[DOCUMENT EXTRACT]
============

I have not examined his service record, but he claims to have been in combat. I'll let it go at that.

As for the 1911 question: Plastic frames have as much place on a fighting tool as front wheel drive does on a sports car.
 
Can't give you too many specifics, perhaps some Cooper experts can. I do know that he served in the Pacific in WWII and saw combat. After WWII he saw some action while serving as an advisor in some third world countries, primarily I believe in South America.

Some of this he talks about directly in his written works, others he just makes allusions to in his columns or other works.
 
I don't mean to discredit his experience, but he seems to use ten dollar words as if he's writing from a thesaurus.
Ol' son, Jeff Cooper could author a thesaurus!

The man has an extraordinary vocabulary and gift of language which he uses very well. One has only to sit and converse with him to confirm that, as well as the enormous breadth of subjects about which he is knowledgeable.
Many young people do not understand John D. Cooper because he is a man of the old school. He was born, raised, and educated in a time and under standards far different than we see today.
And the style of his writing reflects that time, FPrice… actually, even an earlier time. I happen to enjoy his use of language.

Is he an 83-year-old fud who makes too many factual errors? Absolutely! But that's pretty much a separate issue here.

And bad_dad_brad , if you think of "M1911 race guns" and "contests" in the same context as Jeff Cooper, then you have zero grasp of anything about Cooper and handguns. (Or did I misread you?)
 
When I read his page in the back of that gun rag (I forgot which one it is), I can almost allways find something I strongly agree with and something I strongly disagree with. I think that is a good thing. There is a saying (I forget exactly how it goes) that says something like, 'if what your saying isn't making someone mad, then your really not saying anything at all'.

So, the point is, you may not like him or agree with him but at least he has the balls to speak his mind. Most gun rag writers are so worthless that they choose their words so carfully, they end up not really saying anything at all. Here is a typical example: 'this pistol showed that it has potential combat accuracy and reliability was a promising. If only we had more time and different types of ammo, I'm sure this pistol would have preformed much better'. What? Is it junk or not? See what I mean? Cooper leaves no doubt.
 
I've been reading his writings for a long time. Is he a xenophobe, sexist, or whatever? I don't know. I can't judge a man's character based on pages of unrelated paragraphs, without ever having met him. And, given the fact that he is well into his eighties and literally grew up in an earlier era, I'll just be content that he's entitled to his opinions. After all, he's certainly not trying to force them on anyone or make policy out of them.

I have, however, learned a great deal from him, and I take his experience to heart. Quite frankly, he's shot a lot more people to I have (and survived), and when it comes to the serious use firearms, THAT'S the kind of experience that counts.

...As for the $10.00 words...occassionally, I admit, I've perhaps had to look up a word or two in his many columns. I don't consider this bad. So the man knows more words than me; good for him. If I have to look it up, great, I've learned a new word. I don't know that his writing style is Pulitzer quality, but I don't mind it at all.
 
I hate "Ditto-heads".

The whole concept of saying that "I unreservedly give my unqualified approval of everything you say, because of your last remark" is abhorrant to me. Why would a person do that?!? There are some who feel they must. (Many call in to Rush Limbaugh. :rolleyes: ) Some defend Jeff Cooper as a beatified saint.

============

Dataset rows on where objects appear
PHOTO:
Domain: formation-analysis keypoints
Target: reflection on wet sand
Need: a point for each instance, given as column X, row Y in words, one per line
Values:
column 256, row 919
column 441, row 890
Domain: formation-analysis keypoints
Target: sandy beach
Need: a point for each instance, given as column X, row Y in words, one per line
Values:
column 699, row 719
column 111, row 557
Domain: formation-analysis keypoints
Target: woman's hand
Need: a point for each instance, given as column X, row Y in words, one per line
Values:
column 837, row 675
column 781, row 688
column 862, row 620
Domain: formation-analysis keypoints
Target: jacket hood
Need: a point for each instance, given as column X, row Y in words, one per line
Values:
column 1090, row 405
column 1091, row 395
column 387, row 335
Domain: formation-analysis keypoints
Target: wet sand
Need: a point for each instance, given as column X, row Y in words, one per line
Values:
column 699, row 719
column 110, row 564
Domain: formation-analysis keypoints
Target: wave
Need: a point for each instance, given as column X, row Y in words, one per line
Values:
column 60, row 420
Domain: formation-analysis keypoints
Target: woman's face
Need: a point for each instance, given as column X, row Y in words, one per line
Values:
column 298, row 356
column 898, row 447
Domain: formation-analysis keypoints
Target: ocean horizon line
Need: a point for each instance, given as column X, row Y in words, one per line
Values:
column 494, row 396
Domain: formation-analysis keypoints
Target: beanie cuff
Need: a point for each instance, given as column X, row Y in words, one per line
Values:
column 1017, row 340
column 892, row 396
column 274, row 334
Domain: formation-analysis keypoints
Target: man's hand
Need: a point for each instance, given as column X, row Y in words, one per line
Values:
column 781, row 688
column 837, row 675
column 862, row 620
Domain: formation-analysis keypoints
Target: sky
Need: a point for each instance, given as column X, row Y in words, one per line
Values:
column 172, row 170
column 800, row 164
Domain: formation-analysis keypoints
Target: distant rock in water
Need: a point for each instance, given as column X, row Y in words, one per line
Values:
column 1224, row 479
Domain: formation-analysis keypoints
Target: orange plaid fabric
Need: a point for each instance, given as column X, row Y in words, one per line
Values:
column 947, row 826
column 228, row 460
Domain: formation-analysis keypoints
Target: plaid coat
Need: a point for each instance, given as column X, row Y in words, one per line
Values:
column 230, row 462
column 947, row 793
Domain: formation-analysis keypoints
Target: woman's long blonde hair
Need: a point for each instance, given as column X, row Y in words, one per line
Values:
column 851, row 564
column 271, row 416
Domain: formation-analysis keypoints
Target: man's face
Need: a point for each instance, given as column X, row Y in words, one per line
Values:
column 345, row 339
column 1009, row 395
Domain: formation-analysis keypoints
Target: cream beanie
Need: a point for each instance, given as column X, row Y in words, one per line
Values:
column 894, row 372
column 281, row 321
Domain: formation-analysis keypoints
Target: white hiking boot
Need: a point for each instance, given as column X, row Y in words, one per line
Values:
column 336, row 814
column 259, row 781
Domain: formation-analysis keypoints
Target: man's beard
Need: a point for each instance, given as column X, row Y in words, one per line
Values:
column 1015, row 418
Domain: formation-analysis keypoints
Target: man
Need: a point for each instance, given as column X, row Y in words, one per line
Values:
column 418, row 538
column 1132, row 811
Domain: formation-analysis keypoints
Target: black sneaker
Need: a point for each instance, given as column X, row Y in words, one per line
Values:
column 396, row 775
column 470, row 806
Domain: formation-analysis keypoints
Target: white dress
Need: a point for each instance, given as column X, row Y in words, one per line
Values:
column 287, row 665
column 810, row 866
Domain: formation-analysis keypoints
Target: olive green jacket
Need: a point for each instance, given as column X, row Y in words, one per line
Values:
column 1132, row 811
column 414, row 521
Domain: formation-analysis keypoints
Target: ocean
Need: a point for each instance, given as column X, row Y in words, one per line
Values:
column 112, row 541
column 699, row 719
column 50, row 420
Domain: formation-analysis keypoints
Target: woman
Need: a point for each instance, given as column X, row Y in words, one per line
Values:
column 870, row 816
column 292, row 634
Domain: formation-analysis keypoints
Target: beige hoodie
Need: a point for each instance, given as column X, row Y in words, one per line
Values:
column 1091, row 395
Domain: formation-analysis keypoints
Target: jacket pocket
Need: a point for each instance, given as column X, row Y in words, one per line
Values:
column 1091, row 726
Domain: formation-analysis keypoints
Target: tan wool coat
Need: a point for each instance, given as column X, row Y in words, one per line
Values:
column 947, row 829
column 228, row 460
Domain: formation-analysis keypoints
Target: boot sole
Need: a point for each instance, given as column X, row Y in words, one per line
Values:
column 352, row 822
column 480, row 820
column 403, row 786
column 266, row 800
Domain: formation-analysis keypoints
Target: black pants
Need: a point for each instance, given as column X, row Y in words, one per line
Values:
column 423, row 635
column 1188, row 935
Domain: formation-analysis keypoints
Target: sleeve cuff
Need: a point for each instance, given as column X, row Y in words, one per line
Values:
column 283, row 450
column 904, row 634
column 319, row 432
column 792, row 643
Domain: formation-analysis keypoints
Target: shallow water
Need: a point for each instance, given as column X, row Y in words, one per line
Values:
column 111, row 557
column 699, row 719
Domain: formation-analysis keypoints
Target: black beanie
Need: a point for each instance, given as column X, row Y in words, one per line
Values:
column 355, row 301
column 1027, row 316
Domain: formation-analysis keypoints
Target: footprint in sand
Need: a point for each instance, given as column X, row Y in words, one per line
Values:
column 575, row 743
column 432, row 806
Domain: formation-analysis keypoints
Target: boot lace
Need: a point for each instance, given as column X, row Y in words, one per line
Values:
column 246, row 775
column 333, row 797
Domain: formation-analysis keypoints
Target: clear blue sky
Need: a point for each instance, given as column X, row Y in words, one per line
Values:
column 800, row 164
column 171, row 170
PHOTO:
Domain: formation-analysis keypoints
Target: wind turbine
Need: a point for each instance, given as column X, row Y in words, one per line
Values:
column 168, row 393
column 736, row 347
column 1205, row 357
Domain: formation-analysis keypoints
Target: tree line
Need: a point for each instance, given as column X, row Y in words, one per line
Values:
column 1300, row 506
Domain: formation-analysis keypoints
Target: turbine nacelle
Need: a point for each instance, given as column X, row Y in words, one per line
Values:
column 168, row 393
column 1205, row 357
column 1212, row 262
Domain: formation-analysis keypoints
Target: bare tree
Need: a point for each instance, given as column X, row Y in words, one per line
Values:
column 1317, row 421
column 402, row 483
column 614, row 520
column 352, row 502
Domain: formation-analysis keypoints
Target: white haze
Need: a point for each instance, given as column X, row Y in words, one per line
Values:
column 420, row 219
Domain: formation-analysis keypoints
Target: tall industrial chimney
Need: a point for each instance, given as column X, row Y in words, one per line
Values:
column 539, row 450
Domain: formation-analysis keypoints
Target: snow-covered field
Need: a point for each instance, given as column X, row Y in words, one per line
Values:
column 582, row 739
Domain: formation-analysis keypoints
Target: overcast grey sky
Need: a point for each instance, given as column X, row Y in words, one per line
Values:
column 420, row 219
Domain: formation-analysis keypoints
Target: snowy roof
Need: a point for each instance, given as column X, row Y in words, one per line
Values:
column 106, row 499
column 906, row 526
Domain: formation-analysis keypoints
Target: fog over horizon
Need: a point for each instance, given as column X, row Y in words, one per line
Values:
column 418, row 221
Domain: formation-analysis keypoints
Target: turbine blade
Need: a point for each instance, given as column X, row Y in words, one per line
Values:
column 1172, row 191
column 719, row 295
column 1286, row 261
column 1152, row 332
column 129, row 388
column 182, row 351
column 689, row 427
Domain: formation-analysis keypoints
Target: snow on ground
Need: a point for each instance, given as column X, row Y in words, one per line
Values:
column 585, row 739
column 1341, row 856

============

[GIVEN PROBLEM A]
For each statement, state whether the Jeff Cooper discussion supports it, answering yes or no and quoting the deciding words of the text verbatim: (i) Cooper served in the Pacific in WWII. (ii) Cooper is in his seventies. (iii) One writer admits to having looked up words from Cooper's columns.
[GIVEN PROBLEM B]
Duplicate the passage of the Jeff Cooper discussion from "I don't mean" up to and including "we see today.".
These data come from a separate source.

[FINAL RESULT A]
(i) Yes: "I do know that he served in the Pacific in WWII and saw combat."
(ii) No: "given the fact that he is well into his eighties"
(iii) Yes: "I've perhaps had to look up a word or two in his many columns."

[FINAL RESULT B]
I don't mean to discredit his experience, but he seems to use ten dollar words as if he's writing from a thesaurus.
Ol' son, Jeff Cooper could author a thesaurus!

The man has an extraordinary vocabulary and gift of language which he uses very well. One has only to sit and converse with him to confirm that, as well as the enormous breadth of subjects about which he is knowledgeable.
Many young people do not understand John D. Cooper because he is a man of the old school. He was born, raised, and educated in a time and under standards far different than we see today.